━━━━━ TEXTE À LIRE ━━━━━

Accueil    MonKiosk.com    Sports    Business    News    Femmes    Pratiques    Le Mali    Publicité
aDakar.com NEWS
Comment

Accueil
News
Société
Article
Société

Plus loin avec Selly Ba, sociologue: ‘’La polygamie est mal pratiquée au Sénégal’’
Publié le lundi 26 octobre 2015  |  Enquête Plus




S’il est vrai que le Coran autorise la polygamie, il ne l’impose pas, selon Dr Selly Ba, sociologue et enseignante-chercheure. Par une interprétation intelligente et cohérente des versets coraniques relatifs à la polygamie, on constate, selon son analyse, que l’islam établit pour cette dernière des conditions tellement rigoureuses que le champ de cette pratique se trouve restreint à des cas exceptionnels.



Quelle appréciation faites-vous de la polygamie telle qu'elle est pratiquée au Sénégal ?

D’emblée, nous pouvons dire que la polygamie est mal pratiquée au Sénégal. Nous voyons sans ambages que cette pratique n’épouse pas les valeurs de l’Islam, une religion de justice et de paix. En effet, les croyants (homme et femme) jouissent des mêmes droits et sont soumis aux mêmes obligations, dans un statut d’égalité, de fraternité, de liberté relative, sans aucune discrimination de race, de sexe, de condition, de fortune ou de rang social. Et la justice est considérée par le Coran comme « l’acte le plus proche de la piété ».

━━━━━ DONNÉES RECUEILLIES ━━━━━

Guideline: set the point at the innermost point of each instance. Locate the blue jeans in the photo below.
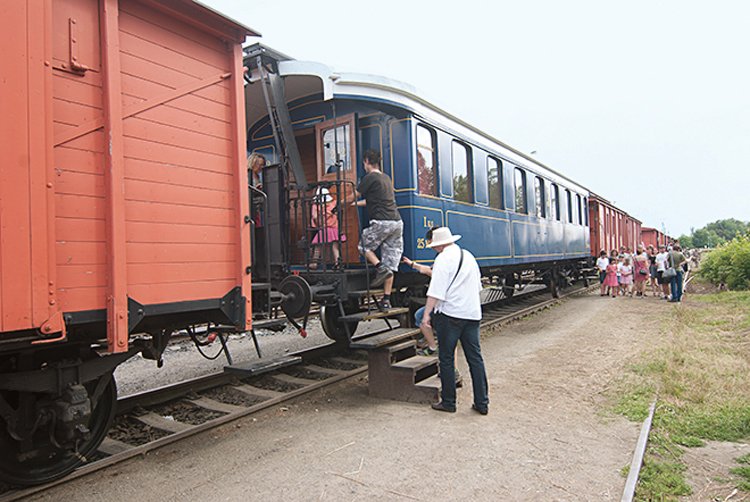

━━━━━

#### TÂCHES DE L'EXERCICE
1: Recopiez le passage du texte sur la polygamie compris entre « S’il est vrai » et « au Sénégal ? », bornes incluses, en substituant « bigamie » à « polygamie ».
2: Les affirmations suivantes sont-elles conformes au texte sur la polygamie ? Répondez par oui ou par non, en citant à l'appui les mots décisifs du texte.
(a) Selon Selly Ba, le Coran impose la polygamie.
(b) Le texte a été publié le lundi 26 octobre 2015.
(c) Selon Selly Ba, la polygamie est bien pratiquée au Sénégal.
3: Énumérez tous les critères de discrimination que le texte sur la polygamie exclut dans le statut des croyants.
Les données ne sont utiles pour aucune des tâches.

#### RÉPONSES COMPLÈTES
1:
S’il est vrai que le Coran autorise la bigamie, il ne l’impose pas, selon Dr Selly Ba, sociologue et enseignante-chercheure. Par une interprétation intelligente et cohérente des versets coraniques relatifs à la bigamie, on constate, selon son analyse, que l’islam établit pour cette dernière des conditions tellement rigoureuses que le champ de cette pratique se trouve restreint à des cas exceptionnels.



Quelle appréciation faites-vous de la bigamie telle qu'elle est pratiquée au Sénégal ?

2:
(a) Non : « il ne l’impose pas ».
(b) Oui : « Publié le lundi 26 octobre 2015 ».
(c) Non : « la polygamie est mal pratiquée au Sénégal ».

3: La race, le sexe, la condition, la fortune et le rang social.